• DATA IN THIS EXERCISE:
::::::::::
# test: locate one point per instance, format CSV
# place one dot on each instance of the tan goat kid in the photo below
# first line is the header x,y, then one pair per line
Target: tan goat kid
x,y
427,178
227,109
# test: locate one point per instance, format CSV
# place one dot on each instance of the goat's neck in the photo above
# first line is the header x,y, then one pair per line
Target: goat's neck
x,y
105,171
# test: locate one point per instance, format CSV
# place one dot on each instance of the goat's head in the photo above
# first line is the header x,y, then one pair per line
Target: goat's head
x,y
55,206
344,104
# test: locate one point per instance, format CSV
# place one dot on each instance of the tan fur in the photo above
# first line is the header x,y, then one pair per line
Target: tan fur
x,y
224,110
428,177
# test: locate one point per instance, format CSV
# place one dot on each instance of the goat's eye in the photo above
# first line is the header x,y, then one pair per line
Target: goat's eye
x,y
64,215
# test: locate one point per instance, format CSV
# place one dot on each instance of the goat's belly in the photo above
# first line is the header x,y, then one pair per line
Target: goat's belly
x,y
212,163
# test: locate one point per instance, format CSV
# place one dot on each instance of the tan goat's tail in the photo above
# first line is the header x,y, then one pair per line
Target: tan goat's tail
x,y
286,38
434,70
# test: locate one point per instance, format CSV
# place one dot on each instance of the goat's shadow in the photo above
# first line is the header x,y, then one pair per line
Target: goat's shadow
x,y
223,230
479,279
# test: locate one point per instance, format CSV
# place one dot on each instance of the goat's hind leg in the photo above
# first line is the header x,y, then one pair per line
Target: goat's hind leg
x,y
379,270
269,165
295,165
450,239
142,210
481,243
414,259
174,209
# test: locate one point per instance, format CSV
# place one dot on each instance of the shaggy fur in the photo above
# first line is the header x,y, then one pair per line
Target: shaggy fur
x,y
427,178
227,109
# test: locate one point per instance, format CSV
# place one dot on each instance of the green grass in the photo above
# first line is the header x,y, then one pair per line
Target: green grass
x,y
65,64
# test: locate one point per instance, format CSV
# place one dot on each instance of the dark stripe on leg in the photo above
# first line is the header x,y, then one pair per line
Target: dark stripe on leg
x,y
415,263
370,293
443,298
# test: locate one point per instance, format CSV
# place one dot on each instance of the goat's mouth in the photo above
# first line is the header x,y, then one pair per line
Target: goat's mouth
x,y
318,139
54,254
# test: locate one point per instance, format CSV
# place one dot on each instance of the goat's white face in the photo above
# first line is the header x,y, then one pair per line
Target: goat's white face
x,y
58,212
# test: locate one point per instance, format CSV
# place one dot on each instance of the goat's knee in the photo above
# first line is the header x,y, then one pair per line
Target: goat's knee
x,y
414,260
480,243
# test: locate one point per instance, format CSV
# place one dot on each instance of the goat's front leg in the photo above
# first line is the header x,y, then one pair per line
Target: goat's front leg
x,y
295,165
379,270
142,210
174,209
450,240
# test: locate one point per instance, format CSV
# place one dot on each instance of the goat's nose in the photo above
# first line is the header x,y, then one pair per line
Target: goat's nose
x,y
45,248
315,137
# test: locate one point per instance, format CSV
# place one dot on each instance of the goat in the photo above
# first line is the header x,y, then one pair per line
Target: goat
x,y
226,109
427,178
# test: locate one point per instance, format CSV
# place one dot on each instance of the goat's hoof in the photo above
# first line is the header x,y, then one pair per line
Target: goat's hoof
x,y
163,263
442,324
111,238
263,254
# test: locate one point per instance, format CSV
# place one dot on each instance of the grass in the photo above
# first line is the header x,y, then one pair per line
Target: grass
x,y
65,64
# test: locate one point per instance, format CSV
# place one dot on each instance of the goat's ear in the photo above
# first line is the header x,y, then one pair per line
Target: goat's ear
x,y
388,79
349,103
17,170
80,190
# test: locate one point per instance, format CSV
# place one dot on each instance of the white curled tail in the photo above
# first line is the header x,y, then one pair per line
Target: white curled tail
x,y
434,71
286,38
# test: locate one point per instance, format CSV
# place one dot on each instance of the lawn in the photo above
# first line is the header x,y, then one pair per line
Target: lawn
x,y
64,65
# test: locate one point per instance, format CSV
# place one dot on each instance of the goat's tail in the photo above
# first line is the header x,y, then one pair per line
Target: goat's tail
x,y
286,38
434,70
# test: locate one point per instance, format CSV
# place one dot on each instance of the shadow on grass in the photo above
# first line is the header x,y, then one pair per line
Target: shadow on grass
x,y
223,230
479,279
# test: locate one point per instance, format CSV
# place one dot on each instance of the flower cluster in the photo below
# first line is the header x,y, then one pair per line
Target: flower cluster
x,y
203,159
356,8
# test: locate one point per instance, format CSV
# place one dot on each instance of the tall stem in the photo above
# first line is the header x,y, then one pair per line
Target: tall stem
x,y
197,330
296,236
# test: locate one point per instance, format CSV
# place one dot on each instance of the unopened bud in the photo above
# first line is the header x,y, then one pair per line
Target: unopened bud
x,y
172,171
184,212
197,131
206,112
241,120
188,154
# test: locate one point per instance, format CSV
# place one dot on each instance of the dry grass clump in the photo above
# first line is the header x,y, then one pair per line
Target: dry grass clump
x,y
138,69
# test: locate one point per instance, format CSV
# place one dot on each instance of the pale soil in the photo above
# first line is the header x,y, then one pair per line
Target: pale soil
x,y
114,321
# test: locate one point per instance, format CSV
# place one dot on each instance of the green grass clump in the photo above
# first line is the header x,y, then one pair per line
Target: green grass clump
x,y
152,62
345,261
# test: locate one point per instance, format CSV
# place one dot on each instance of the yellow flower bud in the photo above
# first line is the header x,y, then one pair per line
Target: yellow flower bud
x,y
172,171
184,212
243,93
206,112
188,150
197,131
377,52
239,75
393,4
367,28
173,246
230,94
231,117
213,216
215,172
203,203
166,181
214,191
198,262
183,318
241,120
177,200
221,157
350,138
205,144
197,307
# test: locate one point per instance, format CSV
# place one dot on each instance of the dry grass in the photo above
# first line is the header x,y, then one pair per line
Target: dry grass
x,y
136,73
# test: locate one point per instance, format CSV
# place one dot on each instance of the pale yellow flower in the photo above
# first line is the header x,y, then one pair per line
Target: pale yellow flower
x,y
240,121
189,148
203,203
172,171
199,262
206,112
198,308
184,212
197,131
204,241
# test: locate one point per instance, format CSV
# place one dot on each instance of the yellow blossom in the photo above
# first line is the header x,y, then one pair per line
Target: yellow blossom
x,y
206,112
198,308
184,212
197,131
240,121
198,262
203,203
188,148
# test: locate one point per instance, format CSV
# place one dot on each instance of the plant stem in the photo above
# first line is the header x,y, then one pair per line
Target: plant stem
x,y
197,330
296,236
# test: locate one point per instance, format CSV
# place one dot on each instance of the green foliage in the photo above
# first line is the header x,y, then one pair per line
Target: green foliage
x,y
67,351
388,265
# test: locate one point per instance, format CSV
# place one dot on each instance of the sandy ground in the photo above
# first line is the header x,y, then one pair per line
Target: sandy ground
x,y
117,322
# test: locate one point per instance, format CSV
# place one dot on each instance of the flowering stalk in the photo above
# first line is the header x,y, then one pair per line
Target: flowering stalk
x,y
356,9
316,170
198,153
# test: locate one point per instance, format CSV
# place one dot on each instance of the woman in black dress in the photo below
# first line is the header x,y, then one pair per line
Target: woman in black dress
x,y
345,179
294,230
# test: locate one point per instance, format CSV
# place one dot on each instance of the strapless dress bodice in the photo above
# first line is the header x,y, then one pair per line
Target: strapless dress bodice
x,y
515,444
::::::::::
• DIRECTIONS FOR THIS TASK: All of the data must be returned exactly.

• COMPLETE RESPONSE:
# test: locate one point per instance, format CSV
# place one dot on each instance of the tan goat kid in the photo below
# first line is the header x,y, then one pair per line
Target: tan goat kid
x,y
427,178
227,109
# test: locate one point per instance, format CSV
# place one dot on each instance of the goat's neck in the photo above
# first line is the header x,y, then one pair per line
Target: goat's neck
x,y
105,171
# test: locate one point per instance, format CSV
# place one dot on each instance of the goat's head in the photo above
# first line is the header x,y, then one pair per line
Target: goat's head
x,y
55,206
344,104
# test: locate one point per instance, format CSV
# place one dot on each instance of the tan fur in the photo above
# first line is the header x,y, then one pair per line
Target: tan fur
x,y
224,110
428,177
# test: locate one point per instance, format CSV
# place one dot on each instance of the goat's eye in the photo above
# first line is the header x,y, then one pair per line
Target: goat's eye
x,y
64,215
# test: locate one point per instance, format CSV
# place one dot on each instance of the goat's belly in the photo above
# first line is the header x,y, then one pair per line
Target: goat's belly
x,y
212,163
# test: locate one point per instance, format CSV
# place one dot on each instance of the tan goat's tail in the photo above
# first line is the header x,y, then one pair per line
Target: tan goat's tail
x,y
286,38
434,70
# test: locate one point per instance, format CSV
# place one dot on each instance of the goat's shadow in the photo above
# first line is the header x,y, then one pair per line
Target: goat's shadow
x,y
223,230
479,279
# test: locate one point per instance, format CSV
# place one dot on each instance of the goat's hind leg in the photo above
# first line is the header x,y, then one pair per line
Target: goat's hind leg
x,y
379,270
269,165
295,165
450,239
142,210
481,243
414,259
174,209
# test: locate one point per instance, format CSV
# place one dot on each instance of the shaggy fur in the photo above
# first line is the header x,y, then one pair per line
Target: shaggy fur
x,y
427,178
227,109
# test: locate one point per instance, format CSV
# place one dot on each instance of the green grass in the photo above
# first line is the header x,y, then one pair per line
Target: green grass
x,y
65,64
# test: locate one point per instance, format CSV
# place one dot on each instance of the dark stripe on leg in the photo above
# first line is the header x,y, then one pair per line
Target: dark stripe on leg
x,y
415,263
370,293
443,298
# test: locate one point per instance, format CSV
# place one dot on each instance of the goat's mouth in the photo above
# first line is the header x,y, then one pair per line
Target: goat's mouth
x,y
318,139
54,254
# test: locate one point per instance, format CSV
# place one dot on each instance of the goat's white face in the photo above
# first line is the header x,y, then one pair per line
Target: goat's white face
x,y
58,212
# test: locate one point per instance, format CSV
# place one dot on each instance of the goat's knee in the photo above
# first line is the header x,y, then one pair per line
Target: goat's knee
x,y
414,260
480,243
# test: locate one point per instance, format CSV
# place one dot on each instance of the goat's front leg in the photo above
# first line is the header x,y, then one pair per line
Target: goat's front leg
x,y
295,165
379,270
142,210
174,209
450,240
# test: locate one point per instance, format CSV
# place one dot on each instance of the goat's nose in the photo above
# first line is the header x,y, then one pair per line
Target: goat's nose
x,y
45,248
315,137
# test: locate one point per instance, format CSV
# place one dot on each instance of the goat in the photo above
# first line is the header x,y, then one pair per line
Target: goat
x,y
226,109
427,178
# test: locate one point per instance, format CSV
# place one dot on each instance of the goat's hoof in the photo above
# first line is the header x,y, then one pair per line
Target: goat's hoof
x,y
163,263
442,324
111,238
263,254
# test: locate one point per instance, format CSV
# place one dot on each instance of the grass in the photo above
# first line is the header x,y, then one pair per line
Target: grass
x,y
65,64
# test: locate one point per instance, format CSV
# place one dot on each instance of the goat's ear in the photo above
# first line is the header x,y, then one pair per line
Target: goat's ear
x,y
388,79
349,103
17,170
80,190
# test: locate one point per instance, format CSV
# place one dot on each instance of the white curled tail in the photo above
# first line is the header x,y, then one pair per line
Target: white curled tail
x,y
434,71
286,38
# test: locate one point per instance, format CSV
# place one dot on each instance of the lawn in the photo above
# first line is the header x,y, then one pair per line
Target: lawn
x,y
64,65
# test: locate one point per instance, format CSV
# place one dot on each instance of the goat's tail in the photo above
# first line is the header x,y, then one pair per line
Target: goat's tail
x,y
286,38
434,70
# test: locate one point per instance, format CSV
# place one dot on each instance of the shadow on grass in the photo above
# first line is the header x,y, then one pair per line
Target: shadow on grass
x,y
223,230
479,279
# test: locate one point per instance, format CSV
# place one dot on each instance of the flower cluster in the photo below
# first line is the header x,y, then one pair per line
Target: flower cluster
x,y
203,159
356,8
# test: locate one point per instance, format CSV
# place one dot on each instance of the tall stem in the photo above
# first line is the header x,y, then one pair per line
Target: tall stem
x,y
197,330
296,236
# test: locate one point per instance, format CSV
# place one dot on each instance of the unopened bud in the photo above
# first line is the header x,y, then one pair per line
Target: unopened bud
x,y
172,171
184,212
197,131
206,112
241,120
188,154
# test: locate one point per instance, format CSV
# place one dot on each instance of the dry grass clump in the photo above
# first line is the header x,y, then one pair per line
Target: dry grass clump
x,y
138,69
# test: locate one point per instance, format CSV
# place one dot on each instance of the pale soil in the photo above
# first line is the header x,y, then one pair per line
Target: pale soil
x,y
114,321
# test: locate one point per instance, format CSV
# place one dot on each instance of the green grass clump in the photo above
# first line is the header x,y, then one pair per line
Target: green grass clump
x,y
152,62
345,261
# test: locate one point per instance, format CSV
# place one dot on each instance of the yellow flower bud in the photo above
# first line is the header x,y, then one pair per line
Target: yellow flower bud
x,y
172,171
184,212
243,93
206,112
188,150
197,131
377,52
239,75
393,4
367,28
173,246
230,94
231,117
213,216
215,172
203,203
166,181
214,191
198,262
183,318
241,120
177,200
221,157
350,138
205,144
197,307
# test: locate one point per instance, format CSV
# place one dot on each instance of the dry grass in the photo above
# first line is the header x,y, then one pair per line
Target: dry grass
x,y
136,73
# test: locate one point per instance, format CSV
# place one dot on each instance of the pale yellow flower in the photo above
# first line is the header x,y, then one pair per line
Target: pale yellow flower
x,y
240,121
189,148
203,203
172,171
199,262
206,112
198,308
184,212
197,131
204,241
# test: locate one point per instance, format CSV
# place one dot on each instance of the yellow blossom in the photo above
# first line is the header x,y, then one pair per line
Target: yellow blossom
x,y
206,112
198,308
184,212
197,131
240,121
198,262
203,203
188,148
# test: locate one point per instance, format CSV
# place one dot on each instance of the plant stem in the photo above
# first line is the header x,y, then one pair per line
Target: plant stem
x,y
197,330
296,236
# test: locate one point per instance, format CSV
# place one dot on each instance of the green foliage in the photo above
# first line is the header x,y, then one pair per line
Target: green foliage
x,y
67,351
388,265
# test: locate one point per instance, format CSV
# place one dot on each instance of the sandy ground in the photo above
# first line is the header x,y, then one pair per line
Target: sandy ground
x,y
117,322
# test: locate one point per instance, format CSV
# place one dot on each instance of the flowering stalk in the photo above
# first line is the header x,y, then one pair per line
Target: flowering stalk
x,y
356,9
316,170
198,153
# test: locate one point per instance, format CSV
# place one dot on each instance of the woman in black dress in the photo below
# first line is the header x,y, then one pair per line
Target: woman in black dress
x,y
345,179
294,230
# test: locate one point per instance, format CSV
# place one dot on each instance of the strapless dress bodice in the photo above
# first line is the header x,y, then one pair per line
Target: strapless dress bodice
x,y
515,444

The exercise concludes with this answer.